## OBJECTIVE:
Give a verbatim quotation of every record.

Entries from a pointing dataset
◇ ◇ ◇ ◇ ◇

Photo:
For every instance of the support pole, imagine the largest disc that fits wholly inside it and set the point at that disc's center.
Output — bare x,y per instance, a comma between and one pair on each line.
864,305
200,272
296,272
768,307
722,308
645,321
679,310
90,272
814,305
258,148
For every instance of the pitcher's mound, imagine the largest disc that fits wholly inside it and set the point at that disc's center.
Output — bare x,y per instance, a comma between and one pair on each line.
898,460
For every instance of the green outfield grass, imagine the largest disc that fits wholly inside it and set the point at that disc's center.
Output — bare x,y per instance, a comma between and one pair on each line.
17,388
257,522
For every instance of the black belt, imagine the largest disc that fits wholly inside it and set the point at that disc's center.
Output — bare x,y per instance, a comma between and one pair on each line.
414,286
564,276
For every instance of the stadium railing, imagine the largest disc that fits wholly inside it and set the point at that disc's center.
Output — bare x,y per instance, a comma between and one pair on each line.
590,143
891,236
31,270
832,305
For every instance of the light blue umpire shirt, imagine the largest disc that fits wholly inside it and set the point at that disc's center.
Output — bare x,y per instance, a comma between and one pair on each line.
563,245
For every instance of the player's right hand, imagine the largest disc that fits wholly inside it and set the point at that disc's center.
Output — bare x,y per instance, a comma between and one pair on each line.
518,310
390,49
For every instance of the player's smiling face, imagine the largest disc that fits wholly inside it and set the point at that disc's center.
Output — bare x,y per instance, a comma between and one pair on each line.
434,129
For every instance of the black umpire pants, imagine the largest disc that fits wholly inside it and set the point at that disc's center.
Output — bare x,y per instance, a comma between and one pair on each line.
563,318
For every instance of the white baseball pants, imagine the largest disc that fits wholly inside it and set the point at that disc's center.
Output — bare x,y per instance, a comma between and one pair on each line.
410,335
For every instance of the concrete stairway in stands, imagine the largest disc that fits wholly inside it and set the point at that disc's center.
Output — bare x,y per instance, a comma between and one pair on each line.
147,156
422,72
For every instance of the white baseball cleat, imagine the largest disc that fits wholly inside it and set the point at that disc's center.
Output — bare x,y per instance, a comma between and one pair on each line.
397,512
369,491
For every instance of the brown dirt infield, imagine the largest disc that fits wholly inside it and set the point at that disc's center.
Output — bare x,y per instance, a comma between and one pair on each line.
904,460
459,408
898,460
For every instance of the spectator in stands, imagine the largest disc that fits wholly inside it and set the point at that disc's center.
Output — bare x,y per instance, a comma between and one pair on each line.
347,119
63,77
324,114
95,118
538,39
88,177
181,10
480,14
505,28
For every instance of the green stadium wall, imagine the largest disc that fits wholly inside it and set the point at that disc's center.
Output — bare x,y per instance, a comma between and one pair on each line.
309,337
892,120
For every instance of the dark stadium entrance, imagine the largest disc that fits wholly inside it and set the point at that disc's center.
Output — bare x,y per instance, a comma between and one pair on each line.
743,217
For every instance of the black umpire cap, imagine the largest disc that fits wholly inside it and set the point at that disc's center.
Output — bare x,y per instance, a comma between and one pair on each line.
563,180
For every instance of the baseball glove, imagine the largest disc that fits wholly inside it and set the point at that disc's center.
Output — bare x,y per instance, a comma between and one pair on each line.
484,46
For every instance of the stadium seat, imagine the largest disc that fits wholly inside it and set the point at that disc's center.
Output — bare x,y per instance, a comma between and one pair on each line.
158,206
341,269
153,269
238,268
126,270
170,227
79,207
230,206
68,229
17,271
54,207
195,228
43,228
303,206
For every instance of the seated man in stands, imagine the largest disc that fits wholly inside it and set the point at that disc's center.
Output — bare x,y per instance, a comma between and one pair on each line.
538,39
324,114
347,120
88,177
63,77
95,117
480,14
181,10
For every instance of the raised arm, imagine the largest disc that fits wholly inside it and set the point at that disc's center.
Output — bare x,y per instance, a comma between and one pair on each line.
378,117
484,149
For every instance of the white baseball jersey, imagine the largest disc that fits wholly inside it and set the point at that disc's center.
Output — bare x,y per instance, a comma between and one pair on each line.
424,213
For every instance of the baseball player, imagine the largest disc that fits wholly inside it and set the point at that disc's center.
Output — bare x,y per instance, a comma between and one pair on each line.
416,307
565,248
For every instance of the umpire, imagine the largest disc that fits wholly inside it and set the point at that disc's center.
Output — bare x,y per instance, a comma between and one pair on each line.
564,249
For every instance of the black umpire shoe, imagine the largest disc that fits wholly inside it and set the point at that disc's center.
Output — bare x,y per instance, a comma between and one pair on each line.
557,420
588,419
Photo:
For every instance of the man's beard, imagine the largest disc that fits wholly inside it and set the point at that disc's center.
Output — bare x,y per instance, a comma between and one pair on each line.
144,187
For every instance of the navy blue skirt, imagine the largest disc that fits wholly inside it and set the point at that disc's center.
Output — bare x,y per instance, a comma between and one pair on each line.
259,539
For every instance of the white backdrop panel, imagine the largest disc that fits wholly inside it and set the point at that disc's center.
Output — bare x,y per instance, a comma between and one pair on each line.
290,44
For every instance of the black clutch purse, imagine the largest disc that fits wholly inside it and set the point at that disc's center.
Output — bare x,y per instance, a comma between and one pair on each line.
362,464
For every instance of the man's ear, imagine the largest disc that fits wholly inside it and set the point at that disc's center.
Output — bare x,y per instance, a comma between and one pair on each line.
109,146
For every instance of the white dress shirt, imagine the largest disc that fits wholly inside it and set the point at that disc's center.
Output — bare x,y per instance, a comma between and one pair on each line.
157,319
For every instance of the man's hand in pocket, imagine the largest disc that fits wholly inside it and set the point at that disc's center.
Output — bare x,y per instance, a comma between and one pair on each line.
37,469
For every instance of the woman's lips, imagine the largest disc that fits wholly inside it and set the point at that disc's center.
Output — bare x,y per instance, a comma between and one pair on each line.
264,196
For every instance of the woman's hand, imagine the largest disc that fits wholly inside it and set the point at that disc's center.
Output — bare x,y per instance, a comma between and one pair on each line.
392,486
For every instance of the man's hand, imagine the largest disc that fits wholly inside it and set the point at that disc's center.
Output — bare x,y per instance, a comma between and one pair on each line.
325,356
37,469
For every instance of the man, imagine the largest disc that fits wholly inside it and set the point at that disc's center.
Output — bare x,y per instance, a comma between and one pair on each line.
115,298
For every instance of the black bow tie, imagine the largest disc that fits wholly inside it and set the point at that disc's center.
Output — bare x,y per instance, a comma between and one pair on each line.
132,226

◇ ◇ ◇ ◇ ◇

## ANSWER FOR THIS EXERCISE:
Photo:
For every instance of the support pole, imagine the largest disc that fits wholly inside it and set the point at that disc's center.
Output — bare x,y per instance, a comma between and one pair on each line.
864,305
200,272
296,272
768,307
722,308
645,321
679,310
90,272
814,305
258,148
For every instance of the pitcher's mound, imagine the largest disc that fits wholly inside it and set the point at that disc's center.
Output — bare x,y per instance, a comma between and one pair on each line.
898,460
For every instance of the green outfield grass, imagine the largest disc that fits wholly inside it and set the point at that disc's center.
Output — bare x,y per instance, a comma between and one pair on each line.
17,388
257,522
For every instance of the black belt, imagine the largest disc that fits wholly inside it and set the point at that disc's center.
Output — bare x,y per instance, a comma between and one pair on each line.
414,286
564,276
For every instance of the stadium railing, imagine the largest disc that fits wholly inside it and set the point at that disc's center.
Output — bare x,y per instance, a comma between and one pair on each line.
590,143
891,236
31,270
832,305
For every instance of the light blue umpire shirt, imagine the largest disc that fits wholly inside it and set the point at that disc's center.
Output — bare x,y per instance, a comma between and one pair on each line.
563,245
For every instance of the player's right hand, imagine the largest disc that fits wholly inside it and set the point at that disc's center.
Output — bare x,y per instance, a comma between and one pair on each line.
518,310
390,49
For every instance of the player's smiling face, imagine the largest disc that fits wholly inside it and set the point at that disc's center.
Output — bare x,y per instance, a comma between and one pair on each line.
434,129
For every instance of the black umpire pants, imagine the largest disc that fits wholly inside it and set the point at that disc's center.
Output — bare x,y per instance, a comma between and one pair on each line.
563,318
For every instance of the white baseball pants, imagine the largest disc that fits wholly inside it and set the point at that disc's center.
Output — bare x,y per instance, a comma between and one pair on each line.
410,335
For every instance of the concrete stairway in stands, imagine the largest disc that fits wholly inside it and set the point at that disc's center.
Output — bare x,y per instance, a comma between and one pair on each line.
147,156
422,72
For every instance of the white baseball cleat, imagine the largest disc that fits wholly inside it and set the point at that disc's center.
Output — bare x,y per instance, a comma between and one pair on each line.
397,512
369,491
For every instance of the brown dirt infield, imagine the largest disc that fits wholly inside it and set the point at that disc's center.
Output — bare x,y per instance, a comma between and one pair on each line.
904,460
459,408
898,460
For every instance of the spectator in stands, imagine the largest disc that fits wholly inside it and set the point at that disc's center.
Output — bare x,y per instance, a comma between and one pair on each line.
347,119
63,77
324,114
95,118
538,39
88,177
181,10
480,14
505,28
For every instance of the green stadium wall, imagine the largest disc that fits wholly inside it and set the point at that disc's center.
Output — bare x,y per instance, a comma between and one pair on each line.
309,337
892,120
For every instance of the dark stadium entrance, imagine the largest disc that fits wholly inside it and set the point at that disc's center.
Output — bare x,y per instance, a comma between and one pair on each line.
743,217
For every instance of the black umpire cap, imagine the largest disc that fits wholly inside it and set the point at that disc's center.
Output — bare x,y per instance, a comma between and one pair on each line.
563,180
For every instance of the baseball glove, imagine the largest disc that fits wholly inside it and set the point at that disc's center.
Output — bare x,y per instance, a comma between and one pair on each line.
484,46
For every instance of the stadium seat, imagine the largest disc that fits wholly inside it and set the point at that disc's center.
Output — bare x,y per instance, a comma between and one pair on each line.
158,206
341,269
153,269
238,268
126,270
170,227
79,207
230,206
68,229
17,271
54,207
195,228
43,228
303,206
For every instance of the seated man in stands, imagine the largest disc that fits wholly inside it and set the point at that disc's center.
Output — bare x,y per instance, a comma between and one pair on each line.
538,39
324,114
347,120
88,177
63,77
95,117
480,14
181,10
For every instance of the raised arm, imagine the largest disc that fits wholly inside it and set the point at that disc's center.
Output — bare x,y per instance, a comma between and one pair on each line.
378,117
484,149
For every instance of the white baseball jersey, imagine the largest disc that fits wholly inside it and set the point at that disc's center.
Output — bare x,y per instance, a comma between and one pair on each line.
424,213
For every instance of the baseball player, imagine the largest disc that fits wholly inside it and set the point at that disc's center.
Output — bare x,y per instance, a comma between and one pair on each line.
416,307
565,248
For every instance of the umpire, imagine the largest disc that fits wholly inside it and set the point at that disc's center.
Output — bare x,y per instance, a comma between and one pair on each line.
564,249
For every instance of the black umpire shoe, imagine the largest disc that fits wholly inside it and set the point at that disc's center.
Output — bare x,y per instance, a comma between and one pair on each line.
557,420
588,419
Photo:
For every instance of the man's beard, imagine the largest disc that fits wholly inside it and set the point at that disc's center.
Output — bare x,y per instance, a comma between and one pair on each line.
144,187
For every instance of the navy blue skirt, imagine the largest disc that fits wholly inside it and set the point at that disc's center.
Output — bare x,y per instance, a comma between and one pair on each line.
259,539
For every instance of the white backdrop panel, imagine the largest disc that fits wholly inside it and set the point at that disc's center.
Output — bare x,y per instance, a comma between and one pair on each line.
290,44
For every instance of the black clutch purse, imagine the largest disc that fits wholly inside it and set the point at that disc's center.
Output — bare x,y per instance, a comma between and one pair on each line.
362,464
For every instance of the man's ear, imagine the largest disc that fits wholly inside it and set the point at that disc's center.
Output — bare x,y per instance, a comma between and one pair on each line.
109,146
For every instance of the white dress shirt, imagine the largest disc that fits wholly inside it and set the point at that disc's center.
Output — bare x,y per instance, a comma between and one pair on each line.
157,319
For every instance of the man's hand in pocket, imagine the largest disc that fits wholly inside it and set the point at that disc's center.
Output — bare x,y per instance, a comma between and one pair on each line.
37,469
For every instance of the woman's lips, imagine the largest disc that fits wholly inside it and set the point at that disc's center.
Output — bare x,y per instance, a comma between and one pair on each line.
264,196
For every instance of the woman's hand, imagine the largest disc that fits wholly inside it and set the point at that disc's center.
Output — bare x,y per instance, a comma between and one pair on each line.
392,486
For every instance of the man's hand, imagine the largest disc that fits wholly inside it and set the point at that disc's center.
Output — bare x,y per instance, a comma between and one pair on each line.
325,356
37,469
For every instance of the man, imagine the largest disc that fits wholly inside it and set the point at that disc's center.
Output — bare x,y per instance, a comma between and one pair on each line.
115,298
For every instance of the black bow tie, imagine the largest disc that fits wholly inside it and set the point at that disc's center.
Output — bare x,y per instance, a comma between and one pair on each line.
132,226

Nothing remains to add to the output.